EXERCISE PROMPT. Please give only the number of lines in the listing below that contain "snow".

DATA EXCERPTS.
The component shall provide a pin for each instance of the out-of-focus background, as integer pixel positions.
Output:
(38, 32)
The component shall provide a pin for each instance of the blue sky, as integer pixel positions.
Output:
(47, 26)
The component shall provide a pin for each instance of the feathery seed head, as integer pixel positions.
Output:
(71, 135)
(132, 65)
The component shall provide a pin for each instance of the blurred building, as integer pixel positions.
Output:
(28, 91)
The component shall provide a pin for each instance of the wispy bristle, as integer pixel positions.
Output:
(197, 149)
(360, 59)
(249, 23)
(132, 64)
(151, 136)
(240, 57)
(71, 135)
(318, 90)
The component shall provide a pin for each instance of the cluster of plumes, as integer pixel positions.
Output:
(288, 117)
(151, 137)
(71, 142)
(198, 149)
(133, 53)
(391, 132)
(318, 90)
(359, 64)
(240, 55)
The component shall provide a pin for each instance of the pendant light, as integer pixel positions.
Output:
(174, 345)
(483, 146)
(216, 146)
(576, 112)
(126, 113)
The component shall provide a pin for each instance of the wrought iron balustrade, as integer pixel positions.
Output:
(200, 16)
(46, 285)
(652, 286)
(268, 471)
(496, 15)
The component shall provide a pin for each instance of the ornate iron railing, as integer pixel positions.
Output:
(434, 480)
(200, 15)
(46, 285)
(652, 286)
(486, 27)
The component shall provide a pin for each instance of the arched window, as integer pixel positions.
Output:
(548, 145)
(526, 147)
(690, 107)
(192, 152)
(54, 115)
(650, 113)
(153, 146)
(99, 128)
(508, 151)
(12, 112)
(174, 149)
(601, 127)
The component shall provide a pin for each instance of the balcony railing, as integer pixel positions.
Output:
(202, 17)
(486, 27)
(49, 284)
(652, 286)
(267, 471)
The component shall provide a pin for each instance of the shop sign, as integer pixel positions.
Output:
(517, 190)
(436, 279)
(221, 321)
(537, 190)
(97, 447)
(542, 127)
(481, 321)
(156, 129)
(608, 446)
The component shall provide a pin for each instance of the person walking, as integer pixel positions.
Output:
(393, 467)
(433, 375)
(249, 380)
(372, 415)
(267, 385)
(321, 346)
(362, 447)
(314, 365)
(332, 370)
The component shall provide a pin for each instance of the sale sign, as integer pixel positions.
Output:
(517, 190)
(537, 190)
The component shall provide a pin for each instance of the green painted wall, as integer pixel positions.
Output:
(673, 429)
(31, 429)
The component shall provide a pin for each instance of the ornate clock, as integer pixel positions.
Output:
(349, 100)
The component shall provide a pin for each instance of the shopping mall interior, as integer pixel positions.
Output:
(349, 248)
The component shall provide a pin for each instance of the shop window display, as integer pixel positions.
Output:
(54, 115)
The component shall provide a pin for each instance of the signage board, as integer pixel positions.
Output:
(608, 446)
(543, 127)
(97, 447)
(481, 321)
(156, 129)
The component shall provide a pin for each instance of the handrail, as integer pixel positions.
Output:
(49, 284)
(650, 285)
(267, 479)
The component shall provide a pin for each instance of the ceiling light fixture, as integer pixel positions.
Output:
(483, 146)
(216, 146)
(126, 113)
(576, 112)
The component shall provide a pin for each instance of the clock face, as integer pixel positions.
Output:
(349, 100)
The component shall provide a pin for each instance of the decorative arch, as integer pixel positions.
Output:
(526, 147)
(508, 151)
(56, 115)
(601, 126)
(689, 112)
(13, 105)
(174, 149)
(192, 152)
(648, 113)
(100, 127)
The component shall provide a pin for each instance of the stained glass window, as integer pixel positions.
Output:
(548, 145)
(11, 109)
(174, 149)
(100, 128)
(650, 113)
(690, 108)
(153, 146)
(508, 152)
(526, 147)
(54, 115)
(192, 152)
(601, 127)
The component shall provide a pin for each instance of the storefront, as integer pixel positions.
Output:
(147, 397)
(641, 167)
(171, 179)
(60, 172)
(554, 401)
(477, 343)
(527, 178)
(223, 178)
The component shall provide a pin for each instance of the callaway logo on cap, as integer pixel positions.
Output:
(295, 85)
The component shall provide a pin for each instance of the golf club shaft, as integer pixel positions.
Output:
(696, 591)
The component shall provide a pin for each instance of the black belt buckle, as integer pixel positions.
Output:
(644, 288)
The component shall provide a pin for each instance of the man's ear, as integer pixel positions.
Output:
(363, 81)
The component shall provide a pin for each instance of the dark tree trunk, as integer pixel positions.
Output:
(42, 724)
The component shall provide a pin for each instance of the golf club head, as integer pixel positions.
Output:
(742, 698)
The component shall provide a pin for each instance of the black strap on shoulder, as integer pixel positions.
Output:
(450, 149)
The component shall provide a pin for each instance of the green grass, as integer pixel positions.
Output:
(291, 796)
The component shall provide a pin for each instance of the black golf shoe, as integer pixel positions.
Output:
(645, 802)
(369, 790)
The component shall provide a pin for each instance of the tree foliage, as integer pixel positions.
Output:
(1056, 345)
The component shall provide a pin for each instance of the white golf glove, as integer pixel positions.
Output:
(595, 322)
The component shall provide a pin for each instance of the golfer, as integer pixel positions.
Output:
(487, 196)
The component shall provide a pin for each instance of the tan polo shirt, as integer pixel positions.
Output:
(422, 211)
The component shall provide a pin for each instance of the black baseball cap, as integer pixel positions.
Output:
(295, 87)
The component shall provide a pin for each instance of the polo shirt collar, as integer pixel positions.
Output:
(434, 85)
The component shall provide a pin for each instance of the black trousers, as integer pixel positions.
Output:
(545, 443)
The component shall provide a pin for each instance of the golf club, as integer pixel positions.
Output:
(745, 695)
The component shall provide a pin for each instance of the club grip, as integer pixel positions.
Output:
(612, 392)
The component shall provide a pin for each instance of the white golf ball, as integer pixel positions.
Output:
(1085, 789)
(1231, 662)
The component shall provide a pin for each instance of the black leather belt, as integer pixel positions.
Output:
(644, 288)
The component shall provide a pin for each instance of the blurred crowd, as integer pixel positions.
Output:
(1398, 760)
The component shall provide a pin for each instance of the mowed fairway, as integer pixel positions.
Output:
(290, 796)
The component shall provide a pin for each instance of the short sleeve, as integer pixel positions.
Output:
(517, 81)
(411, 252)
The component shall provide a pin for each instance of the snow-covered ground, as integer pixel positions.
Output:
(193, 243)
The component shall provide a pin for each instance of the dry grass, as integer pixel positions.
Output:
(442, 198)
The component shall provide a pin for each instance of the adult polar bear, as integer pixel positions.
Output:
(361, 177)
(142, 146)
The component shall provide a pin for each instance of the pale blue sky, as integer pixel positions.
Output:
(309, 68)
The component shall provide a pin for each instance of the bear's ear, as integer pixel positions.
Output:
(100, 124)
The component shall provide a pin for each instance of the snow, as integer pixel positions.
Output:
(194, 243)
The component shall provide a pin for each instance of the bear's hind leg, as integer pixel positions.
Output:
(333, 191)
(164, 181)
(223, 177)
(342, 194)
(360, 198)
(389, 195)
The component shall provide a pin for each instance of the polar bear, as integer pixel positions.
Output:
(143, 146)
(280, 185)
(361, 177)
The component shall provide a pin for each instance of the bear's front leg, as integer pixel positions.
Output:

WRITTEN SOLUTION. 2